> [Goal of the exercise]
Transcribe the listing word for word.

----- Provided records

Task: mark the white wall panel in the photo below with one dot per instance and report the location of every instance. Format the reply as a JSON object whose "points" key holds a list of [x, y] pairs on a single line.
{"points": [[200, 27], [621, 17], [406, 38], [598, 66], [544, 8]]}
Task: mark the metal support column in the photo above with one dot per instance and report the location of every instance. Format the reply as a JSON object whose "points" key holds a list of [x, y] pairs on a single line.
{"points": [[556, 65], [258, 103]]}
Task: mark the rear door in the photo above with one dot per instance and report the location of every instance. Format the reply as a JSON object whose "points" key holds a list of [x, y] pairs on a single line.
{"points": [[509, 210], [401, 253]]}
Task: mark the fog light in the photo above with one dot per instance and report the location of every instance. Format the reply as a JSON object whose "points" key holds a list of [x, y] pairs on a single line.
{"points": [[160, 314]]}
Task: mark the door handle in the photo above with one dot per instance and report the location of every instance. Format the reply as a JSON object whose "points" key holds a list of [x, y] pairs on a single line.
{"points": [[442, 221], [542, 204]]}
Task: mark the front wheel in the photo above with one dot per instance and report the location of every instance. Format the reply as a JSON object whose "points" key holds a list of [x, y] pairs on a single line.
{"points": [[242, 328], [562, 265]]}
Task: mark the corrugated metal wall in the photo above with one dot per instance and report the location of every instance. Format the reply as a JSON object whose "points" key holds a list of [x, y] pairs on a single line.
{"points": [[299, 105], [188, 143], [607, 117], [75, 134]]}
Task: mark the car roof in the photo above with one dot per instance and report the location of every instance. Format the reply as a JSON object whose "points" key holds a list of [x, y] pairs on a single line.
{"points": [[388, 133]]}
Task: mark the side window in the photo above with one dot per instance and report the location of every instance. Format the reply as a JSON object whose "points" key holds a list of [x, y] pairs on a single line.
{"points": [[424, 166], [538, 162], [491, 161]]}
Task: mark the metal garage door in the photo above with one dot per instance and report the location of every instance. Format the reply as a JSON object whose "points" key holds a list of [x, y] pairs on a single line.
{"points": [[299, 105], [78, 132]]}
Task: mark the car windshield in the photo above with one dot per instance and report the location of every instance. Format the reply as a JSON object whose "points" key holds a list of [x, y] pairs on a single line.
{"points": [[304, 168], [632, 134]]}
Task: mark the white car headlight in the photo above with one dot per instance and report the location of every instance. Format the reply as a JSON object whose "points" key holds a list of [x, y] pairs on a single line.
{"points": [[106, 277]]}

----------

> [Output of the task]
Task: mark the white wall panel in the photo below with one dot per instance and report the location of every instance. Format the reply as a JSON object whose "points" key holds a list of [x, y] pairs on a single line.
{"points": [[200, 27], [621, 17], [406, 38], [598, 66], [544, 8]]}
Task: mark the metal support column in the photo above with one dot per instance and report the location of every instance. Format the reply as a JSON object whose "points" key holds a list of [x, y] pairs on a single line.
{"points": [[556, 65], [258, 103]]}
Task: mark the rear door in the photo above with one dot per instance and report the location of every instance. Format the reply as a JSON object whose "points" key holds a list of [x, y] pairs on a single line.
{"points": [[509, 210], [401, 253]]}
Task: mark the fog light in the photo above with one dot per instance and report the location of every instance. Format the reply as a JSON object whose "points" key holds a list of [x, y] pairs on a single line.
{"points": [[160, 314]]}
Task: mark the door handle in the photo above with one dot per instance and report the location of every instance. Format the reply as a JSON object whose "points" key holds a list of [x, y] pairs on a single line.
{"points": [[442, 221], [542, 204]]}
Task: mark the front wheel in the photo above with one dot per instance and report the location of every instance. Format the reply as a JSON object whose "points" key holds a list of [x, y] pairs on a single line.
{"points": [[242, 328], [562, 265]]}
Task: mark the corrugated metal wall in the photo above with one dot per instance and report the location of every instance. Format the reply as a JSON object whose "points" key holds a list of [x, y] pairs on a single line.
{"points": [[299, 105], [188, 143], [607, 117], [75, 134]]}
Task: mark the car roof in the photo above with one dot per instance and report the location of every instance. Format the reply as a JSON object whose "points" key holds a list of [x, y] pairs on a single line.
{"points": [[388, 133]]}
Task: mark the side window in the photo above with one dot per instance and report the location of every instance. Format the reply as a JSON object whose "points" key holds a list of [x, y] pairs on a single line.
{"points": [[424, 166], [538, 162], [491, 161]]}
Task: mark the metal garage door in the photo above with one dot per instance and report the location of every instance. Format the reply as a JSON object whose "points" key holds a list of [x, y] pairs on a single line.
{"points": [[299, 105], [78, 132]]}
Task: mark the car windshield in the photo above with one dot per instance and report the location of every instance. Format the reply as a JSON object whose "points" key holds a list of [x, y] pairs on a single line.
{"points": [[304, 168], [632, 134]]}
Task: mark the white car headlight in the photo above with one dot per instance and report the location of every instance. Format the reply as a JSON object whose "points" key holds a list of [x, y] pairs on a single line.
{"points": [[106, 277]]}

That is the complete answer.